_Tasks to perform_:
1. In the healing discussion, why did one AD&D DM insist that clerics could not heal themselves?
2. From the healing discussion, reproduce word for word the stretch from "Kuhlman likewise relied" through "by 1000 years.".

_Excerpt to read_:
I could never understand why someone chosen by their skybeast for miracle healing would be immune to miracles. In my worlds, not only could the cleric perform self-serving magic, the very fact that healing power flowed through a cleric tended to keep him or her healthy. Casting a Cure Major Wounds on a party member kinda bled through to Cure Light Wounds on the cleric.
 
Kuhlman likewise relied on doctors and hospitals for her ailments. Not faith healing.
One of my AD&D DM's insisted that clerics could not heal themselves with spells or invocations. He did this not because he believed that a deity would want his direct representative to die, but to make the adventure more dramatic. Thus, our clerics were always loaded to the gills with healing potions, with the makings of poultices, and with a substantial amount of medicinal ale/mead/wine.

I could never understand why someone chosen by their skybeast for miracle healing would be immune to miracles.
Because that is the price of heeling powers. It isn't that unexpected seeing that'd be the first question of a skeptic. The key to apologetics is to remember, you probably aren't the first person to have asked that question... and by 1000 years.
 
I hope he dies.
Eh.
I wouldn't WISH him dead.
But i may laugh for quite a bit if he does die and it turns out that he likely could have been saved if he'd turned to professional medicine a lot earlier...

I certainly can't wish any more strongly that his reputation dies a painful death as a result of this incident. In fact, i think that's what i'd wish for. That he pulls through, but only because of heroic efforts on the part of his doctor, and he lives for a long time as an exposed fraud....

_Entries supplied_:

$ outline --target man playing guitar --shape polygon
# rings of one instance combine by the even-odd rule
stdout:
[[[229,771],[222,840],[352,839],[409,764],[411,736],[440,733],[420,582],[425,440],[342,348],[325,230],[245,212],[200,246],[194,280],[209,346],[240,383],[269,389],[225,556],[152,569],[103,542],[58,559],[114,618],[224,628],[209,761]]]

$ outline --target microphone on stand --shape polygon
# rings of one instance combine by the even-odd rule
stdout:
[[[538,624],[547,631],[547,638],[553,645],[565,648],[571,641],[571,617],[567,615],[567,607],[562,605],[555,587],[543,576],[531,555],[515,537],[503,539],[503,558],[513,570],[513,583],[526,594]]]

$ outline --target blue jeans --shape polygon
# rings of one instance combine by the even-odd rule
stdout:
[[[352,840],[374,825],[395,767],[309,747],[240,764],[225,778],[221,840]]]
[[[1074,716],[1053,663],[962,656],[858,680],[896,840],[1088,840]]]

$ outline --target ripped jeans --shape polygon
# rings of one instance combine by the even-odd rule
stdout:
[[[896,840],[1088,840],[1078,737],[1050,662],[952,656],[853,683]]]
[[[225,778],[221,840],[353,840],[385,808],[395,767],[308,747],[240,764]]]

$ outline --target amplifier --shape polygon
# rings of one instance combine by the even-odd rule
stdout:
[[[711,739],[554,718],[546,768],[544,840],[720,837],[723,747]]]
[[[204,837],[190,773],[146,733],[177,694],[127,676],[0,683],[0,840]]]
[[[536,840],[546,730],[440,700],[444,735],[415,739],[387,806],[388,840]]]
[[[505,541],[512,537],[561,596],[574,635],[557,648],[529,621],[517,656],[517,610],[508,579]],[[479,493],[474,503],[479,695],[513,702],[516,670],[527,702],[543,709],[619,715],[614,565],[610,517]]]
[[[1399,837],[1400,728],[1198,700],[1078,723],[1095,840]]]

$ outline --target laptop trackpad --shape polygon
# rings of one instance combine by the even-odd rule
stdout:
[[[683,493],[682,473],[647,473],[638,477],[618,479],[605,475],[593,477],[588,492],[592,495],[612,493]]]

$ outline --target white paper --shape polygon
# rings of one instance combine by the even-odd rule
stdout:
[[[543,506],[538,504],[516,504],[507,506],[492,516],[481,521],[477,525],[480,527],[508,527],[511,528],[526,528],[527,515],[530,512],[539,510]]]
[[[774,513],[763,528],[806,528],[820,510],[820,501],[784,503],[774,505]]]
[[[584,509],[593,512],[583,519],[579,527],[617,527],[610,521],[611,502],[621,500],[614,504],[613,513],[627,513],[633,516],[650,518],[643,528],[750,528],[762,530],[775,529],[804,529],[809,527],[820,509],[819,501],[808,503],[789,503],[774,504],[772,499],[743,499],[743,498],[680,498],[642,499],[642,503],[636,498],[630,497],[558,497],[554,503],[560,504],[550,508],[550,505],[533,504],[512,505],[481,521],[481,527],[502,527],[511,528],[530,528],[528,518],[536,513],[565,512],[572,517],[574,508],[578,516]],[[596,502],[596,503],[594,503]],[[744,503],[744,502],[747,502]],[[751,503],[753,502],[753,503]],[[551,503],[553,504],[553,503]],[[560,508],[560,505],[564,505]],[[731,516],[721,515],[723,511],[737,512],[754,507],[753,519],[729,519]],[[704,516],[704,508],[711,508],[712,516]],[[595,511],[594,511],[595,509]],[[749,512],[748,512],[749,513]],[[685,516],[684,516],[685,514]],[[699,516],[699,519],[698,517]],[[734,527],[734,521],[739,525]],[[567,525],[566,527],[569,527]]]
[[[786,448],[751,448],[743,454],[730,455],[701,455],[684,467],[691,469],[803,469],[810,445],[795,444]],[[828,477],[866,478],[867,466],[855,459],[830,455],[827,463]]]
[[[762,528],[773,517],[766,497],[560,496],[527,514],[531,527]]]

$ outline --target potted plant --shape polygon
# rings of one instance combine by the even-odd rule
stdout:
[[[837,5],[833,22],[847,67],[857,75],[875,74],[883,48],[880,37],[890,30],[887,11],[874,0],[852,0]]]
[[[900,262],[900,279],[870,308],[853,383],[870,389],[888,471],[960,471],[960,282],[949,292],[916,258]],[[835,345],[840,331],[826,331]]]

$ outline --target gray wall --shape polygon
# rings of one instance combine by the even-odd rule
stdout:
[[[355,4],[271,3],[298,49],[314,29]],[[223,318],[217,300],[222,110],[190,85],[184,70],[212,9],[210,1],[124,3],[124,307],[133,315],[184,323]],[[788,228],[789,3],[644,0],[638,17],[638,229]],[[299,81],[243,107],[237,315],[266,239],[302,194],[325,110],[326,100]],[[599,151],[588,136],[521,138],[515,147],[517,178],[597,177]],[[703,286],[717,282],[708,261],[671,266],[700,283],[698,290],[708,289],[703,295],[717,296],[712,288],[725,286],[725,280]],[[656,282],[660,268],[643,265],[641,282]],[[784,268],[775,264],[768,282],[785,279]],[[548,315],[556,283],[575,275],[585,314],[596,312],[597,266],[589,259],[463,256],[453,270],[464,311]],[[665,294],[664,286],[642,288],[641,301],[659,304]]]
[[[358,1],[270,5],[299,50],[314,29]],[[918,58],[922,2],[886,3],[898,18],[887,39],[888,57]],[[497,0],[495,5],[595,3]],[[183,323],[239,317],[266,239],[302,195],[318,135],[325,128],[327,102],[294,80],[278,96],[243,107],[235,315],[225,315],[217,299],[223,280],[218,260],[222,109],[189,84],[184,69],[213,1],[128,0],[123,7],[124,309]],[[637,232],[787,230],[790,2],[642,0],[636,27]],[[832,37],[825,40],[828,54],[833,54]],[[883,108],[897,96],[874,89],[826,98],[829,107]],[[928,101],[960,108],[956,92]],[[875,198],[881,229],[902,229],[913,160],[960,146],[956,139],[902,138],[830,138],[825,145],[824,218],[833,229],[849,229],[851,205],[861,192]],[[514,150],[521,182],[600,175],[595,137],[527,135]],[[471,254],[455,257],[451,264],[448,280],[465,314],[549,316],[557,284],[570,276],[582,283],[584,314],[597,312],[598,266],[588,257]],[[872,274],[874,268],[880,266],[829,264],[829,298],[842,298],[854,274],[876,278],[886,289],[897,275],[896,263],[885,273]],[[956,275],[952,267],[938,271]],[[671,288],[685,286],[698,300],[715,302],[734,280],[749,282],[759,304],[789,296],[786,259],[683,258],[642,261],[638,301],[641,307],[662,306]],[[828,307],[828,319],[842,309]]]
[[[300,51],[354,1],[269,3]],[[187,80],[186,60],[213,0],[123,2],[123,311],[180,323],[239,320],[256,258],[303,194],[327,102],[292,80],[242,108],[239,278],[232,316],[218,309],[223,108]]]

_Solutions to each task_:
1. To make the adventure more dramatic.

2.
Kuhlman likewise relied on doctors and hospitals for her ailments. Not faith healing.
One of my AD&D DM's insisted that clerics could not heal themselves with spells or invocations. He did this not because he believed that a deity would want his direct representative to die, but to make the adventure more dramatic. Thus, our clerics were always loaded to the gills with healing potions, with the makings of poultices, and with a substantial amount of medicinal ale/mead/wine.

I could never understand why someone chosen by their skybeast for miracle healing would be immune to miracles.
Because that is the price of heeling powers. It isn't that unexpected seeing that'd be the first question of a skeptic. The key to apologetics is to remember, you probably aren't the first person to have asked that question... and by 1000 years.